Work required: For the listing below, output exactly the lines from the line with "Annotation task — tag the railing" up to and including the line with "Annotation task — tag the distant mountain", and no other lines.

BEGIN Data shown

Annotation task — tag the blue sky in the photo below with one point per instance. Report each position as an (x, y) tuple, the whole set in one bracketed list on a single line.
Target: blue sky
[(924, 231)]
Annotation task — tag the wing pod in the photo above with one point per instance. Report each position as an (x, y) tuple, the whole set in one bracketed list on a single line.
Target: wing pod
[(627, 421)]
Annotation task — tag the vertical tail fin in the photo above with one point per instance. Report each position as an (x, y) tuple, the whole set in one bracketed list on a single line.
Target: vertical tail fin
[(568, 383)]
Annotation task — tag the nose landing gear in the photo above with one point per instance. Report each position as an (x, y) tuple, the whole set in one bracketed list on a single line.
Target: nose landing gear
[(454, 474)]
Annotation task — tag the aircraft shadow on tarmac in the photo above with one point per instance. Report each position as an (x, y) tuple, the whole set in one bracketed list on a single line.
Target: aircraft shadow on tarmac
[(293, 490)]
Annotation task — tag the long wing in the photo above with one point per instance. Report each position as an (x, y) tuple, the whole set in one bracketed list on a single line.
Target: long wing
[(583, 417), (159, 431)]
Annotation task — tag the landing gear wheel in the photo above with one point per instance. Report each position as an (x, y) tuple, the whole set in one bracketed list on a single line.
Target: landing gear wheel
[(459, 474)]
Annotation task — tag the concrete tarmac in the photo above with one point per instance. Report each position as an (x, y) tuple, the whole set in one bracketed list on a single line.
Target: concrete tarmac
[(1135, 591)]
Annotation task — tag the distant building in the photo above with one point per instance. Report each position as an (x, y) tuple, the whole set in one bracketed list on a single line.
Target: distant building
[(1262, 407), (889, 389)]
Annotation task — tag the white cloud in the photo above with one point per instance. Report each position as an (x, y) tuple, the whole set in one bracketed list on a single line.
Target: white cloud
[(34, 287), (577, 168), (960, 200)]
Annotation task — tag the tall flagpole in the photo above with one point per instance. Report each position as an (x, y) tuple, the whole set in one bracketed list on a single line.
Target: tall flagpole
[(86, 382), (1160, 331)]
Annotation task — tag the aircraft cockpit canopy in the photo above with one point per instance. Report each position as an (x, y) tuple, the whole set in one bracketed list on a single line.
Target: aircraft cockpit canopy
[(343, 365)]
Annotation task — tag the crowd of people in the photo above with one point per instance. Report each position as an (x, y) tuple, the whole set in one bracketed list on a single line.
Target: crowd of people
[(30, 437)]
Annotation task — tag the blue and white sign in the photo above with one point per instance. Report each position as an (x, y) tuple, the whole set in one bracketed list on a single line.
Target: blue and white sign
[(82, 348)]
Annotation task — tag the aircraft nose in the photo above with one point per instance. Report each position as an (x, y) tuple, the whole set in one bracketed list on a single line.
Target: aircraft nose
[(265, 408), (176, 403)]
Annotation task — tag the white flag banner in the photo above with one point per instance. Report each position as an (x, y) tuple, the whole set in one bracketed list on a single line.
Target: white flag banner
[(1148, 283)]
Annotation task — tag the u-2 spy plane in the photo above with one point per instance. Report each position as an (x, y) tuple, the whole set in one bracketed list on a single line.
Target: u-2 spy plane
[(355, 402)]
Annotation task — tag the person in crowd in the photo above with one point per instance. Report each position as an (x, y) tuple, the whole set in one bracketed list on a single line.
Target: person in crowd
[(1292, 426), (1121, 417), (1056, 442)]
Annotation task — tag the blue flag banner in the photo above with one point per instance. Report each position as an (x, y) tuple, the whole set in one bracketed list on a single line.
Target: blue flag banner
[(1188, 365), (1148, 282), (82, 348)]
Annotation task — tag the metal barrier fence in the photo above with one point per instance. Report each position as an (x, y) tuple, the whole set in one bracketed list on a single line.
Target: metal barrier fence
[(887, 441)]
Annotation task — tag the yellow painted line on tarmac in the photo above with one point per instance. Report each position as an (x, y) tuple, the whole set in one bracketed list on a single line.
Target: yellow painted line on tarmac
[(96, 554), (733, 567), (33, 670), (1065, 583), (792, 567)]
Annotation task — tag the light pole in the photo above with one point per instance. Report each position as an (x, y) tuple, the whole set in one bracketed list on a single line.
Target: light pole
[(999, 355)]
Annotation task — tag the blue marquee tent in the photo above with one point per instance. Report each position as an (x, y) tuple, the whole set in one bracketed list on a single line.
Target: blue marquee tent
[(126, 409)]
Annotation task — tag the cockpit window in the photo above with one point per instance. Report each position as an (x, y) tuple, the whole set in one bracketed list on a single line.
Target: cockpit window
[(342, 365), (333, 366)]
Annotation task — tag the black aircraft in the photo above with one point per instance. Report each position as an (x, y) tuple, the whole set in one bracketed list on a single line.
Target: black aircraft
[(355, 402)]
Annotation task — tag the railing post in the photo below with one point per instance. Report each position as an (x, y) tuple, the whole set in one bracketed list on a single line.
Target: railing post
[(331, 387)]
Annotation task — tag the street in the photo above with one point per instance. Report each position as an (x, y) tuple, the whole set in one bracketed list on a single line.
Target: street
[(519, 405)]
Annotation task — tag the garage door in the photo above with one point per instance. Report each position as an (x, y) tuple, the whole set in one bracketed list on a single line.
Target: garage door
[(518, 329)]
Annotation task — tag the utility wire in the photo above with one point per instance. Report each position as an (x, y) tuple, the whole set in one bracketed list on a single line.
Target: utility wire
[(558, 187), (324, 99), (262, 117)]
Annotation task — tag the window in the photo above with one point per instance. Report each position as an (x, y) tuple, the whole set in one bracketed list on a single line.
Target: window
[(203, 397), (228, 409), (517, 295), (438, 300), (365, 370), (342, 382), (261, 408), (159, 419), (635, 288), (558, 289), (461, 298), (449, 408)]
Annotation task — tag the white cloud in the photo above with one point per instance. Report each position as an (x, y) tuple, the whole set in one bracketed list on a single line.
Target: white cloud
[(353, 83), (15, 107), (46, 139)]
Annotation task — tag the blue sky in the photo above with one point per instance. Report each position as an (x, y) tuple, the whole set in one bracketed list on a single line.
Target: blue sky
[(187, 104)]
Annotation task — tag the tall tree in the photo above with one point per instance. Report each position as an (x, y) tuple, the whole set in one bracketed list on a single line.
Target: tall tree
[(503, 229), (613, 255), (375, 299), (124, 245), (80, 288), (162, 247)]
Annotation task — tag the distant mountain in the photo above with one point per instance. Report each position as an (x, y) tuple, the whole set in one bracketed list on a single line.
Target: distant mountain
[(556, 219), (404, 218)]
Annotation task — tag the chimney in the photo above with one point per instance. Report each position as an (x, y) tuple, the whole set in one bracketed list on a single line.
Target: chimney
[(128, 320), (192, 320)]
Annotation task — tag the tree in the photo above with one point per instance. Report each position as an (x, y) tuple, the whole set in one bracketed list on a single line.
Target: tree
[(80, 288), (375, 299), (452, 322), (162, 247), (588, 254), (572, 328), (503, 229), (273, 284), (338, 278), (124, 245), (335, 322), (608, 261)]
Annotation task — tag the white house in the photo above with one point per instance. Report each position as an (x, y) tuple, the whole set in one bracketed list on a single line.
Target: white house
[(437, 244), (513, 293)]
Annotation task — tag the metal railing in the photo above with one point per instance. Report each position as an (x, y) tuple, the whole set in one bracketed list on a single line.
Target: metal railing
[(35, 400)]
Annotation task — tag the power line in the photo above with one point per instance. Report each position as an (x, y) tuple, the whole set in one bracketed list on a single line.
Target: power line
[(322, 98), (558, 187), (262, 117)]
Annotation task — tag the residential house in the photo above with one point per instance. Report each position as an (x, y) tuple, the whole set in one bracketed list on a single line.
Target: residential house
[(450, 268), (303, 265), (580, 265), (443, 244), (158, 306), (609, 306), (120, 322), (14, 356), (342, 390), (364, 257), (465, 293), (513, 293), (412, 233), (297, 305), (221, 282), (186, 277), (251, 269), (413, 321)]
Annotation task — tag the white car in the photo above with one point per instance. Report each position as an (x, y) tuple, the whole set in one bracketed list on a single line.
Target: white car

END Data shown

Solved problem:
Annotation task — tag the railing post in the photo below with one point per instance. Report each position as an (x, y) tuple, the whole set in one bracketed list on a single line.
Target: railing post
[(331, 387)]
Annotation task — tag the street in the photo above with one point per instance. Report each position as an (x, y) tuple, the whole set in one bracketed list on a single line.
Target: street
[(519, 405)]
Annotation task — tag the garage door in the photo above with one point per instance. Report each position as an (x, y) tuple, the whole set in one bracketed list on a single line.
Target: garage door
[(518, 329)]
Annotation task — tag the utility wire in the photo above with one point per instance. Report each position as an (x, y) tuple, the whole set in one bracketed list on a single line.
Target: utility wire
[(558, 187), (324, 99), (262, 117)]
Annotation task — tag the window in the photo above with one point per instance. Report each position as an (x, y) tuple, the whole set in one bracketed list on a single line.
Target: window
[(203, 397), (228, 409), (517, 295), (438, 300), (365, 370), (342, 382), (261, 408), (159, 419), (635, 288), (558, 289), (461, 298), (449, 408)]
Annotation task — tag the white cloud in the photo above with one point per instance. Report each position as an (x, y) tuple, the whole set in one bracketed list on a single line.
Target: white cloud
[(353, 83), (15, 107), (46, 139)]
Annotation task — tag the blue sky in the photo above with one point per instance. Report each position as an (x, y) tuple, the whole set in one bracketed list on a single line.
Target: blue sky
[(187, 104)]
Annotation task — tag the tall tree in the photo above with one point per instance. Report each position as an (x, y) tuple, the whole set in one bracketed list on a single line.
Target: tall tree
[(503, 229), (613, 255), (375, 299), (124, 245), (80, 288), (162, 247)]
Annotation task — tag the distant mountain in the photo above with one point per instance. Report each position as an (x, y) tuple, the whole set in one bracketed list on a single line.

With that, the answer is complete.